• Stored data entries
>>

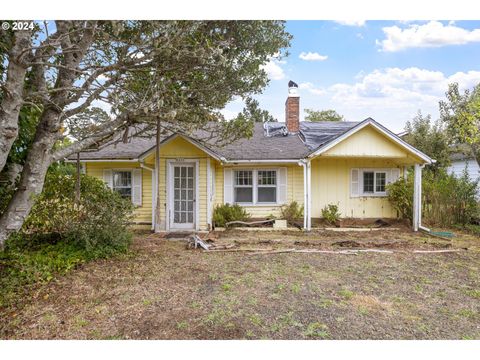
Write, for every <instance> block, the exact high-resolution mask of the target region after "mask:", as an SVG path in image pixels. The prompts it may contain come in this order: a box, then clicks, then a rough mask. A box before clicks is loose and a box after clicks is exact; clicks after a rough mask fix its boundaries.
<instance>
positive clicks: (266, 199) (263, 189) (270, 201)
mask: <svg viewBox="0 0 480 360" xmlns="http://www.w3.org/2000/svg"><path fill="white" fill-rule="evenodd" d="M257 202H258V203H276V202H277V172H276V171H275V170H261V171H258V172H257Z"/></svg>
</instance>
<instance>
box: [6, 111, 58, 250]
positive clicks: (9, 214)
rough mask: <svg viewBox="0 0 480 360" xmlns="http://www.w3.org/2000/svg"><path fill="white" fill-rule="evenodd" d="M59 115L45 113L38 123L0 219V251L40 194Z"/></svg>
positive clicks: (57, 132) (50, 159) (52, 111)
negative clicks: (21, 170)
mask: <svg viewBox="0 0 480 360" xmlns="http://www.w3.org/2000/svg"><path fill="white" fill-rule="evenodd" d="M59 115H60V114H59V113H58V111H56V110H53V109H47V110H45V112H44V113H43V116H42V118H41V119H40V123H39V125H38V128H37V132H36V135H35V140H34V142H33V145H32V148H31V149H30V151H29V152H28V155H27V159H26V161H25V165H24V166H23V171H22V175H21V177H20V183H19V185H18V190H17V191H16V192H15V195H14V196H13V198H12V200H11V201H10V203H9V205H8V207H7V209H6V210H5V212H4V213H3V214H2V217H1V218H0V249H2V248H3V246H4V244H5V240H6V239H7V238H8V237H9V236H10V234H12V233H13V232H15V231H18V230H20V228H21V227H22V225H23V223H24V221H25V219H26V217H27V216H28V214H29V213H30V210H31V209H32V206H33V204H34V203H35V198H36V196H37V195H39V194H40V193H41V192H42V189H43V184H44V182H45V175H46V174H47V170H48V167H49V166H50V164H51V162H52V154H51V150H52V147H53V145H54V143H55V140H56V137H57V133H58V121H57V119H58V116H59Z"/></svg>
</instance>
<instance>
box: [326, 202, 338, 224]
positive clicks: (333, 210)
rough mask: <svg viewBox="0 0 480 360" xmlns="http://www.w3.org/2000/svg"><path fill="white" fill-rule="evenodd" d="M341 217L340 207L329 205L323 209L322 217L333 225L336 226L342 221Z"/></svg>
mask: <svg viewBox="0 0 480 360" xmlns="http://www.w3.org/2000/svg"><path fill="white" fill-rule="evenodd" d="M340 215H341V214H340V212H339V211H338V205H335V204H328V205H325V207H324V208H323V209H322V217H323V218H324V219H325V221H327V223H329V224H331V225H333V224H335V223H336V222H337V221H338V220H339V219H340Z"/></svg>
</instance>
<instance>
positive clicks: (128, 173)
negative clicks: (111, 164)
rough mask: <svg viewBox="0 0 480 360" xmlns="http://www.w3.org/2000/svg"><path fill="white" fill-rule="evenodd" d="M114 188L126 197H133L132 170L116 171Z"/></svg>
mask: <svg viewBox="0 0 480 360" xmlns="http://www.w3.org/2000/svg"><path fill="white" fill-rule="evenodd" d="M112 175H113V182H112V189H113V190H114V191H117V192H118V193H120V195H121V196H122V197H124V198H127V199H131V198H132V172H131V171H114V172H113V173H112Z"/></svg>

<<
>>

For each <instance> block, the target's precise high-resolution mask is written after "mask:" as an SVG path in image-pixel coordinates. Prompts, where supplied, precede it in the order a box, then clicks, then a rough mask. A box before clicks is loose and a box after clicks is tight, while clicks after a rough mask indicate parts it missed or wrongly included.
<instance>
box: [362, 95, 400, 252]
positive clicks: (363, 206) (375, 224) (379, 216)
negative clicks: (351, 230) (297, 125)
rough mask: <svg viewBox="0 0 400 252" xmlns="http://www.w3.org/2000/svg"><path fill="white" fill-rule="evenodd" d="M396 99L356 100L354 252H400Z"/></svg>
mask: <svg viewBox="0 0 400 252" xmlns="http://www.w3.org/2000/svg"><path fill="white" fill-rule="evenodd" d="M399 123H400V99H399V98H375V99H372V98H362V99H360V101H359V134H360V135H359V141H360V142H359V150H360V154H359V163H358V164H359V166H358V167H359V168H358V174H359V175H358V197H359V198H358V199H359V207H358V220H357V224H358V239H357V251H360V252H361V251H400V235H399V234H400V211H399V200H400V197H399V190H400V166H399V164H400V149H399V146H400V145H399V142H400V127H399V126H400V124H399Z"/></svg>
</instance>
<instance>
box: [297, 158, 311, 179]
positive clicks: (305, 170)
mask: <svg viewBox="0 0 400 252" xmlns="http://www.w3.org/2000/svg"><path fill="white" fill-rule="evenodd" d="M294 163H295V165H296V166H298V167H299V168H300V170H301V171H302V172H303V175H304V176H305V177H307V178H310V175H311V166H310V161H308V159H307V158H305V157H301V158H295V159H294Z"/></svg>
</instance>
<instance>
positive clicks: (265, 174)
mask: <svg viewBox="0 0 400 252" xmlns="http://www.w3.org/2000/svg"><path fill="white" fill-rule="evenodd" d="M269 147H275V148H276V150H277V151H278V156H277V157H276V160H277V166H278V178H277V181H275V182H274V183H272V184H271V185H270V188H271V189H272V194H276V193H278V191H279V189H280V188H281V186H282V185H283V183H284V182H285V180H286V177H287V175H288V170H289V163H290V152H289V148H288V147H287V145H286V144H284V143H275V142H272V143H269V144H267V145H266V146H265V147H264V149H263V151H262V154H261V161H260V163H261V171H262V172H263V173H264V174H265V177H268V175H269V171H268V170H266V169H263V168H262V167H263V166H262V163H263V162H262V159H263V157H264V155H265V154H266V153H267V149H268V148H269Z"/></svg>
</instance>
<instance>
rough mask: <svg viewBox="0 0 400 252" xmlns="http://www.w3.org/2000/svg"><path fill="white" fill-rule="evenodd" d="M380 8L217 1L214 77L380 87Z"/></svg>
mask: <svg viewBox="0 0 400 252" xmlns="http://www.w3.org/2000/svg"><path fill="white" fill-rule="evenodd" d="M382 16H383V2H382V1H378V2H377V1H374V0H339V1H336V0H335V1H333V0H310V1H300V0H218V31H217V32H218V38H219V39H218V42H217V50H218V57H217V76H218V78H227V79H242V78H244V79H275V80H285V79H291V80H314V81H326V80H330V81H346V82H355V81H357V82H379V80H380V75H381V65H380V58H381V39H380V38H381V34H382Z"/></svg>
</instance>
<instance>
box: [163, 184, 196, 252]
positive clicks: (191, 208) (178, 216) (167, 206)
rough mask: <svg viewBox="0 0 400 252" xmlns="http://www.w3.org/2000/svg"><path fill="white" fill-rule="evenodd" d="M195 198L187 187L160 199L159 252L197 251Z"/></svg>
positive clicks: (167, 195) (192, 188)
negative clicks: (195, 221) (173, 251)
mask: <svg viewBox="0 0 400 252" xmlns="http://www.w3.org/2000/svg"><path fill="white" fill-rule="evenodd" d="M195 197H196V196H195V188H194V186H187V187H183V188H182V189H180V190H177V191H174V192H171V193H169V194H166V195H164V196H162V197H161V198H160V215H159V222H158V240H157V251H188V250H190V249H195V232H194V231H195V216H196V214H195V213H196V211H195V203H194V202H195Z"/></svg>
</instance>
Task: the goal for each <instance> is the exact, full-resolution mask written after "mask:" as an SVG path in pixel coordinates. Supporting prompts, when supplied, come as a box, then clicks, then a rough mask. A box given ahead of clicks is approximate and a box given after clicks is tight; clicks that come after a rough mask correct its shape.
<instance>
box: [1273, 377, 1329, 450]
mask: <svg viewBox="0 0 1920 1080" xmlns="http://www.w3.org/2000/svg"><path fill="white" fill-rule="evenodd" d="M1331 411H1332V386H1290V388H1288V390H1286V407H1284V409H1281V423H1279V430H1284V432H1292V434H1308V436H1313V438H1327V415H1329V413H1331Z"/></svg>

<<
>>

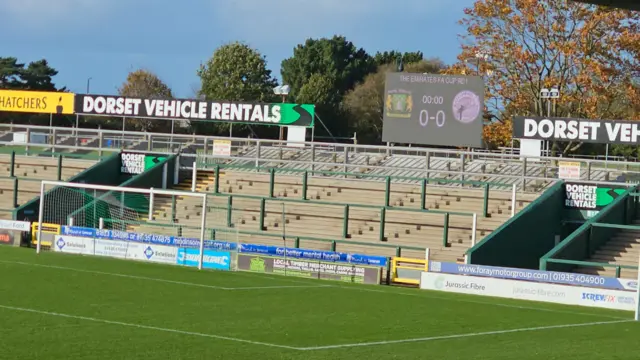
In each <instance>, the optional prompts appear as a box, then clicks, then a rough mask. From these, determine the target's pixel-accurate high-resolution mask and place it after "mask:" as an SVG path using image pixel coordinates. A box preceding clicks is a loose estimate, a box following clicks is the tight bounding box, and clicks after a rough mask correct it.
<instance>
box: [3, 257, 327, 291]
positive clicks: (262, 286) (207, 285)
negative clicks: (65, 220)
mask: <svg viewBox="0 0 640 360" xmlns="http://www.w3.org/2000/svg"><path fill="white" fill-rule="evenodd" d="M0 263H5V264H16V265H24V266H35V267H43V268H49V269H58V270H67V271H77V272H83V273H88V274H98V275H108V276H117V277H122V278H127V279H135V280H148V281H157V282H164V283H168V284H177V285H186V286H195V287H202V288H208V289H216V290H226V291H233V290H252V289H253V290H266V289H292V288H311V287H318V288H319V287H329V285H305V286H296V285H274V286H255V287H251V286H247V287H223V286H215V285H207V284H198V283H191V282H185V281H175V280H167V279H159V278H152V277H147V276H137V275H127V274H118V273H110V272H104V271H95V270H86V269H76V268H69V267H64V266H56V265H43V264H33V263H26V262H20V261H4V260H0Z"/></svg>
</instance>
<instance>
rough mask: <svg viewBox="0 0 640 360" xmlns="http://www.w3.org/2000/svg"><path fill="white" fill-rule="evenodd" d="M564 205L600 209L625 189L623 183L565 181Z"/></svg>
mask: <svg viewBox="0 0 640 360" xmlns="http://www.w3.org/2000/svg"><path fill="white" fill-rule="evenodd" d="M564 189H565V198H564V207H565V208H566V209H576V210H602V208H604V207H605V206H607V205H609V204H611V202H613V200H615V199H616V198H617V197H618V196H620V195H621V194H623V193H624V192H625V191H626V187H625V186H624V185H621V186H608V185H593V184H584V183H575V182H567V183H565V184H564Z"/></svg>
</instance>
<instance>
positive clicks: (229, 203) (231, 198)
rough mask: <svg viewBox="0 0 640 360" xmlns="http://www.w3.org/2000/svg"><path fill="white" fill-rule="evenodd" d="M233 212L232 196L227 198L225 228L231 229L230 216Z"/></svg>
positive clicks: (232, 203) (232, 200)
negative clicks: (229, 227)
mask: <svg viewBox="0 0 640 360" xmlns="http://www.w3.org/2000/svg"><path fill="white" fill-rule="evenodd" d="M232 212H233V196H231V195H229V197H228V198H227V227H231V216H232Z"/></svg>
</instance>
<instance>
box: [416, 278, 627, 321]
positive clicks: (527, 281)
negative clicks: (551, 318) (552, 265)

<<

• Description of the task
List every line above that contains the string "exact", treating uppercase and lowercase letters as distinct.

• Written answer
Write, for every <instance> block, the exact high-resolution mask of the target region after "mask:", as an SVG path in image pixels. The prompts it may contain come in this order: a box, then clicks, then a rough mask. A box before clicks is loose and a box after clicks is exact; clicks after a rough mask fix its boundaries.
Task: the goal for each <instance> is the exact, full-resolution mask written after "mask:" as an SVG path in pixel coordinates. Supporting prompts, when supplied, come as a box, then clicks, then a rough mask. A box given ahead of clicks is approximate and a box given after clicks is tight; clicks that come after a rough mask correct its shape.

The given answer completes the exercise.